= 任务要求 =
把下面的全部材料按行整理成一个 JSON 字符串列表，每一行对应一个字符串，空行略去。

数据源中的记录:

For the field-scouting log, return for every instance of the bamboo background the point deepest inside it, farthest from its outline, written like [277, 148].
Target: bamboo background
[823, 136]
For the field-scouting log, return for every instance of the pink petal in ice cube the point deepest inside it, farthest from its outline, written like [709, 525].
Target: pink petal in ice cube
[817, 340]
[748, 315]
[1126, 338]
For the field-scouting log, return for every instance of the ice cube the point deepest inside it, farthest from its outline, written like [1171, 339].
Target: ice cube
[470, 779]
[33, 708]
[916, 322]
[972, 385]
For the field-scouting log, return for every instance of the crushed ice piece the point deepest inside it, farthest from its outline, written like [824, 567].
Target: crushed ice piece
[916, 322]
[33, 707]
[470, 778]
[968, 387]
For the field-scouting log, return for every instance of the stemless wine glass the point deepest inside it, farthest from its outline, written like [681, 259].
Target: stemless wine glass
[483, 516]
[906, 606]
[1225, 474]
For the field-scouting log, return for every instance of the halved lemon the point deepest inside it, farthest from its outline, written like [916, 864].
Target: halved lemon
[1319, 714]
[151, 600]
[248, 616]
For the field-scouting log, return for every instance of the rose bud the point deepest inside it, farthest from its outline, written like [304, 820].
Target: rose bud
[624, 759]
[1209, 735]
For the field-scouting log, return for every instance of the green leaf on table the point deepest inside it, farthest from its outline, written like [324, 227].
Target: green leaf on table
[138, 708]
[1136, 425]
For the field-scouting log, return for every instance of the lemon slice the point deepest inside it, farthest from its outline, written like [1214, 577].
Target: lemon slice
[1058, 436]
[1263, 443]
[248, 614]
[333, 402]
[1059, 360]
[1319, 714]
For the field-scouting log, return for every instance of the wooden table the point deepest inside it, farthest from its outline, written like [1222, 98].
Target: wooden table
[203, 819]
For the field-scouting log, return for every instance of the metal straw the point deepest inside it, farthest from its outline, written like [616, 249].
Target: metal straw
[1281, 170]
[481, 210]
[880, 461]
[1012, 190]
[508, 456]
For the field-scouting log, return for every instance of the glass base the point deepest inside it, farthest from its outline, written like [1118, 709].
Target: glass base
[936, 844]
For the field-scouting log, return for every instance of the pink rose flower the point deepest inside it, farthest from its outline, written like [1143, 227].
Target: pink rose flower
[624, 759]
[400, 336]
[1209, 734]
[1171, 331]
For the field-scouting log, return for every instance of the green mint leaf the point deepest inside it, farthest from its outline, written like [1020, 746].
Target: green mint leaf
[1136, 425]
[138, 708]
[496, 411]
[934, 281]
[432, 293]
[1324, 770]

= 本题答案 =
[
  "For the field-scouting log, return for every instance of the bamboo background the point deepest inside it, farthest from its outline, written like [277, 148].",
  "Target: bamboo background",
  "[823, 136]",
  "For the field-scouting log, return for every instance of the pink petal in ice cube the point deepest inside it, farthest from its outline, written like [709, 525].",
  "Target: pink petal in ice cube",
  "[817, 340]",
  "[748, 315]",
  "[1126, 338]",
  "For the field-scouting log, return for every instance of the ice cube the point deepest inside it, farthest from its outline, written like [1171, 339].",
  "Target: ice cube",
  "[470, 779]",
  "[33, 708]",
  "[916, 322]",
  "[972, 385]",
  "For the field-scouting log, return for every instance of the crushed ice piece the point deepest inside it, farthest from its outline, written like [824, 567].",
  "Target: crushed ice piece",
  "[916, 322]",
  "[33, 707]",
  "[470, 778]",
  "[968, 387]",
  "For the field-scouting log, return for every instance of the stemless wine glass the point deepest inside it, farthest from its outline, written like [681, 259].",
  "Target: stemless wine glass",
  "[483, 516]",
  "[906, 606]",
  "[1225, 474]",
  "For the field-scouting log, return for every instance of the halved lemon the point deepest inside it, farthest from its outline, written like [916, 864].",
  "Target: halved lemon",
  "[1319, 714]",
  "[151, 600]",
  "[248, 616]",
  "For the field-scouting log, return for every instance of the rose bud the point deepest inside it, farthest from its outline, written like [304, 820].",
  "Target: rose bud",
  "[624, 759]",
  "[1209, 735]",
  "For the field-scouting log, return for every instance of the green leaf on table the point deepest inside it, farthest from its outline, written like [324, 227].",
  "Target: green leaf on table",
  "[138, 708]",
  "[1136, 425]",
  "For the field-scouting log, return for every instance of the lemon slice the point deepest inside it, farthest from its outline, written like [1214, 577].",
  "Target: lemon slice",
  "[1058, 436]",
  "[1263, 443]",
  "[248, 614]",
  "[333, 402]",
  "[1059, 360]",
  "[1319, 714]",
  "For the field-scouting log, return for every instance of the wooden table the point deepest inside it, farthest from its outline, written like [1222, 98].",
  "Target: wooden table",
  "[203, 819]",
  "For the field-scouting log, return for every instance of the metal straw the point deepest inside it, farthest from its outline, written like [616, 249].",
  "Target: metal straw",
  "[1281, 170]",
  "[481, 210]",
  "[880, 461]",
  "[1012, 190]",
  "[508, 456]",
  "For the field-scouting log, return for every instance of the glass base the point deepest inside it, farthest from its outline, written like [1118, 709].",
  "Target: glass base",
  "[936, 844]",
  "For the field-scouting log, return for every instance of the pink rose flower the point deepest inside it, farthest from its outline, written like [1143, 227].",
  "Target: pink rose flower",
  "[624, 759]",
  "[400, 336]",
  "[1209, 734]",
  "[1171, 331]",
  "For the field-scouting log, return for every instance of the green mint leaf the point deepest inside it, farthest from its outline, written like [1020, 746].",
  "Target: green mint leaf",
  "[1136, 425]",
  "[138, 708]",
  "[496, 411]",
  "[934, 281]",
  "[432, 293]",
  "[1324, 770]"
]